» **What is expected**:
Express the entries from the line containing "entry: <item>bird's beak</item>" through the line containing "M 475 343 L", both included, as a Markdown table with the columns Row and Content, where Row holds a running number and Content holds the line itself. Leave out blank lines.

» **Records for this task**:
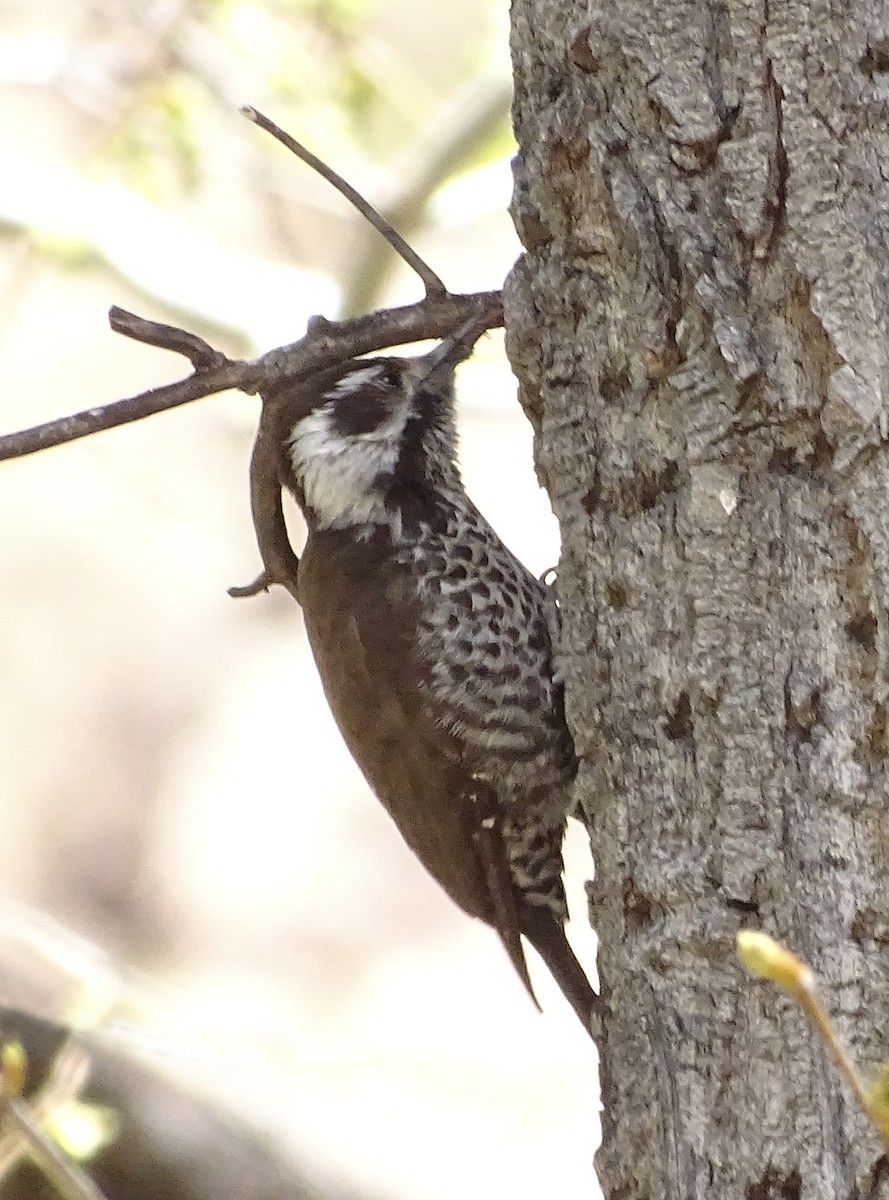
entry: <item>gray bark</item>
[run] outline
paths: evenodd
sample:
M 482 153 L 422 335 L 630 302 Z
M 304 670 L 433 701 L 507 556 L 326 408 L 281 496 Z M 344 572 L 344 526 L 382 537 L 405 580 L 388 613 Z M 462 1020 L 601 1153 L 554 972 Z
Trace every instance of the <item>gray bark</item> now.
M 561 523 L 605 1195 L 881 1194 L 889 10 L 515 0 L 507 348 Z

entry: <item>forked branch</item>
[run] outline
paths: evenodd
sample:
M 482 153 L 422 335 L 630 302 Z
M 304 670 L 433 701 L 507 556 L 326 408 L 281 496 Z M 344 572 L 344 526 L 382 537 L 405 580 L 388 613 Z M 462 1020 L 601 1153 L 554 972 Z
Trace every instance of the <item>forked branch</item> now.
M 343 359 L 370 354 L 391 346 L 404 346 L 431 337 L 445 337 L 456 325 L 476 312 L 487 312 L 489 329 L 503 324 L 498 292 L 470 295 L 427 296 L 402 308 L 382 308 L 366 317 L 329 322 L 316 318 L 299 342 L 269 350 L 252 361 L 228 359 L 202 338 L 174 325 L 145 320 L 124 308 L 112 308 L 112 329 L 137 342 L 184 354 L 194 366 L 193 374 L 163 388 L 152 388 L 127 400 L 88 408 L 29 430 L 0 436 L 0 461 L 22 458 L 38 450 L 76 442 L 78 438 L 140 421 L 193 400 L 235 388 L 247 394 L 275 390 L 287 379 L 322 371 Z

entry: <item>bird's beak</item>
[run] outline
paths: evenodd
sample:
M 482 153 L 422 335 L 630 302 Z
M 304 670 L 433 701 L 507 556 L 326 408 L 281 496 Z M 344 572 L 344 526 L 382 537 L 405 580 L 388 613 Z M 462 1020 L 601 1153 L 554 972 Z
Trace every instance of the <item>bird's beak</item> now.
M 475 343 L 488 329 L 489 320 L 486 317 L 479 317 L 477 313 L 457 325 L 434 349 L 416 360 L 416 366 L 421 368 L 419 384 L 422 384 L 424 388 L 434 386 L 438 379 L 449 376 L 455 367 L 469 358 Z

---

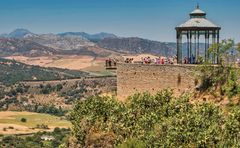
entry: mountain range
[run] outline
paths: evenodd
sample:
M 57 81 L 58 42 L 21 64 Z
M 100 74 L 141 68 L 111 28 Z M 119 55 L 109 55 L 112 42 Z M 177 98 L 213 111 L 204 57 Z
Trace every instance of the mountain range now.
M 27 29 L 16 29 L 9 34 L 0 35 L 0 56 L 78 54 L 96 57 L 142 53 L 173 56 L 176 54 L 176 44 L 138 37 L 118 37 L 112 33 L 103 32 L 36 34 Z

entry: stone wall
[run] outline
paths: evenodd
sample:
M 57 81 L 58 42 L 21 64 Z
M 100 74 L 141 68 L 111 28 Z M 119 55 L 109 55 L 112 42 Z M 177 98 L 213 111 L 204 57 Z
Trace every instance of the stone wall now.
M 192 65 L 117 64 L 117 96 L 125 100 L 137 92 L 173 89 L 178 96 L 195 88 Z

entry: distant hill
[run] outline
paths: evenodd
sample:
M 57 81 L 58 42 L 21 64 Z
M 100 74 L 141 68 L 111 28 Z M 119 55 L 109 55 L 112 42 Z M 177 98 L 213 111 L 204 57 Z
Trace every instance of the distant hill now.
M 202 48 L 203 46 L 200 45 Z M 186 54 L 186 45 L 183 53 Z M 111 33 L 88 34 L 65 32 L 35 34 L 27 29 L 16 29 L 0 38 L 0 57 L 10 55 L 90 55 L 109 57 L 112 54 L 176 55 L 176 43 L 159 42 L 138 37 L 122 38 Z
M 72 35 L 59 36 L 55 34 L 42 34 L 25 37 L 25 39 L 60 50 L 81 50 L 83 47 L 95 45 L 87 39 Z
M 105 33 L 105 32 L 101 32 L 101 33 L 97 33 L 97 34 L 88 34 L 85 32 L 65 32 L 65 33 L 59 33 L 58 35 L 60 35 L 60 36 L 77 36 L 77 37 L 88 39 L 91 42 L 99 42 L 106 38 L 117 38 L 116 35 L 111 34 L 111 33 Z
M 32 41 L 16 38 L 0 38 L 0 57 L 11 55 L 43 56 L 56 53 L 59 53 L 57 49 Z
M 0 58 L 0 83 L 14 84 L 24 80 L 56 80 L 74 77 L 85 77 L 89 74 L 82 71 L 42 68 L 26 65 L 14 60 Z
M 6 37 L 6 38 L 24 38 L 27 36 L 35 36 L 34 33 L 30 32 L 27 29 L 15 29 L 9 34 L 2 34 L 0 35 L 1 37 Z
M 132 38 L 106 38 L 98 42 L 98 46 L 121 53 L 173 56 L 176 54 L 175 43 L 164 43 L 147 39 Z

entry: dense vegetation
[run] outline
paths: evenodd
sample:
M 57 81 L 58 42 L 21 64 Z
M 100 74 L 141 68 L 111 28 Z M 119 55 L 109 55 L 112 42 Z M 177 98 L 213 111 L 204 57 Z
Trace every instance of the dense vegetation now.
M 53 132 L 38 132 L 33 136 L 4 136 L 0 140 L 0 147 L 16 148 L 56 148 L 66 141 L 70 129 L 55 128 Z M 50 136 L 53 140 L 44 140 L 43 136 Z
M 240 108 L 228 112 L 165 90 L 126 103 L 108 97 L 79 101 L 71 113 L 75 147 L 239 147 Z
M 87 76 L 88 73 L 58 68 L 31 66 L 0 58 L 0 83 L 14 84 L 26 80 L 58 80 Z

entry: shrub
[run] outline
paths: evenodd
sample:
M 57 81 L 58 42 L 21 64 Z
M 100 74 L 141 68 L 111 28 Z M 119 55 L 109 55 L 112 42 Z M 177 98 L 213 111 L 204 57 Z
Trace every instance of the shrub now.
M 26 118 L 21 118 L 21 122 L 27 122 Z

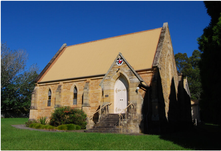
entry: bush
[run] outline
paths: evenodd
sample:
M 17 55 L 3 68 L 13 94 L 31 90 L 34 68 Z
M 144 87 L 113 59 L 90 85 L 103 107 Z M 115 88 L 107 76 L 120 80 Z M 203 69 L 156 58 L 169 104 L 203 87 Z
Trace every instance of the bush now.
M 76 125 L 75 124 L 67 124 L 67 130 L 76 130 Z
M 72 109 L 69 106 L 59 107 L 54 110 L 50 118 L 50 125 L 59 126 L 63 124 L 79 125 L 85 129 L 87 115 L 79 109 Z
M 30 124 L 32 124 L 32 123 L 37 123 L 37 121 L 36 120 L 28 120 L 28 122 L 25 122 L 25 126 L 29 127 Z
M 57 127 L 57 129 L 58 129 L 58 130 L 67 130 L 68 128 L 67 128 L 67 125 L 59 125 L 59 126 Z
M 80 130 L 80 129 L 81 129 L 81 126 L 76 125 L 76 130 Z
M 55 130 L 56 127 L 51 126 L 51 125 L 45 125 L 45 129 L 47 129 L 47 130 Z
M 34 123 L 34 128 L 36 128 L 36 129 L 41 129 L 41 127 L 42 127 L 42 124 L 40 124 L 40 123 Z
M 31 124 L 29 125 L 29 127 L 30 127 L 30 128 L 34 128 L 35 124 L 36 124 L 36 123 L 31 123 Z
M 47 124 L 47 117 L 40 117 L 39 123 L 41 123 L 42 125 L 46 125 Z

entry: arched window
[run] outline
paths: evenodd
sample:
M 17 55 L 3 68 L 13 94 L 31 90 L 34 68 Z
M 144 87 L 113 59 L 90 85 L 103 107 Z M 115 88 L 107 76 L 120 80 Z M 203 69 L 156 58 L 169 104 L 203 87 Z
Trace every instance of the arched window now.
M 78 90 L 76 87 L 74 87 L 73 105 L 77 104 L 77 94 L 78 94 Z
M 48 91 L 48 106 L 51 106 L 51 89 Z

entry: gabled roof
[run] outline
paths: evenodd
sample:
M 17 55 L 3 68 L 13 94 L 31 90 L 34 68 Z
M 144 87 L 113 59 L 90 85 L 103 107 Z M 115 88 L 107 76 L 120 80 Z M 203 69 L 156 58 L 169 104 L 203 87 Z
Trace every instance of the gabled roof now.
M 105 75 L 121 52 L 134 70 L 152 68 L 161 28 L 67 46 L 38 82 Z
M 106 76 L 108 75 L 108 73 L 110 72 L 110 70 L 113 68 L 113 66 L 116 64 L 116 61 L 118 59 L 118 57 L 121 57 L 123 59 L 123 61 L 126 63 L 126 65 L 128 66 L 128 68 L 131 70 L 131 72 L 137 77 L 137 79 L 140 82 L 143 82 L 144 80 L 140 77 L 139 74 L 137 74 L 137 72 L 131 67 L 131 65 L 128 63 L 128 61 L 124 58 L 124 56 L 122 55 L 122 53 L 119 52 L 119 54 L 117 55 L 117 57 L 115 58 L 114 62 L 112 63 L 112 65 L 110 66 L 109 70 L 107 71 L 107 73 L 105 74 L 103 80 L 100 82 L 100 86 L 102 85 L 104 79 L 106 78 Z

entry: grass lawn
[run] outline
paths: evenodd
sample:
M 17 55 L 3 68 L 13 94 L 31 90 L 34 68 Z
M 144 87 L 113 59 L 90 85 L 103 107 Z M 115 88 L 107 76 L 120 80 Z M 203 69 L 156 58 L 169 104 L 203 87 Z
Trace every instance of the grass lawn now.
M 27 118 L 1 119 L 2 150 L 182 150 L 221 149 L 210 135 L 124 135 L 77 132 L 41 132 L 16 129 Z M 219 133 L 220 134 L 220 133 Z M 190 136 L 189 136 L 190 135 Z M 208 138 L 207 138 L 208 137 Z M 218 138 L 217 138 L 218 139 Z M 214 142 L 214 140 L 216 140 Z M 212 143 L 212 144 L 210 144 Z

==

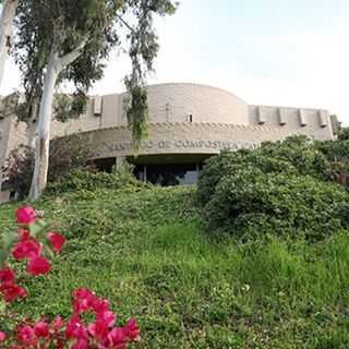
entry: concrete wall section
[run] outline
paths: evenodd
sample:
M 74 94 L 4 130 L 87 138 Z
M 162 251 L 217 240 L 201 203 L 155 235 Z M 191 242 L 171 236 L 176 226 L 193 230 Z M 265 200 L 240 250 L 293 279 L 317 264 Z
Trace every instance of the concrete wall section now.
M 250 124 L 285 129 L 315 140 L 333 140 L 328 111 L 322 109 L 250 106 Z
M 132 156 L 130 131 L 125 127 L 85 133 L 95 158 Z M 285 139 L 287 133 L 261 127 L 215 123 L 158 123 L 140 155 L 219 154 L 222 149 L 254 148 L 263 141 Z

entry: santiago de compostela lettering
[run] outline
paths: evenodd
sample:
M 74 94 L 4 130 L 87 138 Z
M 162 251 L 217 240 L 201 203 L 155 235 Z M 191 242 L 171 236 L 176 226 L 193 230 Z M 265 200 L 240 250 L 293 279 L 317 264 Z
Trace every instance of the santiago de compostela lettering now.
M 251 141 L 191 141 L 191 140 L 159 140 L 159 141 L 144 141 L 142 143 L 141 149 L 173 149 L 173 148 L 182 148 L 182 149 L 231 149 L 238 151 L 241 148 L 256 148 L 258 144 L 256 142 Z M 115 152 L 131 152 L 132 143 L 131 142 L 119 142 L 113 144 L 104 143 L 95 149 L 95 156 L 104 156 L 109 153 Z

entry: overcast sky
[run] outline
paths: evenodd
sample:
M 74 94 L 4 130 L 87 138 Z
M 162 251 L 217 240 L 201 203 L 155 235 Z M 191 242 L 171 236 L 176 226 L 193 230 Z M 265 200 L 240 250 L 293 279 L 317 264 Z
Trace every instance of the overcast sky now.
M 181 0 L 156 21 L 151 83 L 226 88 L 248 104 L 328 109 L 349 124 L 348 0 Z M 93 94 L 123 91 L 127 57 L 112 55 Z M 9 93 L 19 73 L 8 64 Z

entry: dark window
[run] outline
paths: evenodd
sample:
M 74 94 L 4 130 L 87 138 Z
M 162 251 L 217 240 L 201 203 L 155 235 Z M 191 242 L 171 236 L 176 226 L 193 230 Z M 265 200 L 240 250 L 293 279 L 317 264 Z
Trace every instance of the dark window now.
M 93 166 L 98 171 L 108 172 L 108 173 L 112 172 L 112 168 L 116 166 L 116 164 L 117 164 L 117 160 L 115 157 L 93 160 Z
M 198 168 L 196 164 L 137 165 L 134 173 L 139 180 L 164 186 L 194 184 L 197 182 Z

» **Written response**:
| Row | Content |
|---|---|
| 1 | entry: <item>bird's beak</item> |
| 2 | [run] outline |
| 3 | paths: evenodd |
| 4 | sample: |
| 5 | M 482 153 L 422 335 L 630 302 Z |
| 6 | M 304 670 L 433 701 L 507 556 L 326 408 L 281 496 Z M 344 572 L 344 526 L 382 537 L 405 580 L 388 613 Z M 462 1020 L 601 1153 L 554 972 Z |
| 7 | Trace every instance of the <item>bird's beak</item> now. |
| 8 | M 475 343 L 488 329 L 489 320 L 486 317 L 479 317 L 477 313 L 457 325 L 434 349 L 416 360 L 416 366 L 421 368 L 419 384 L 422 384 L 424 388 L 434 386 L 438 379 L 449 376 L 455 367 L 469 358 Z |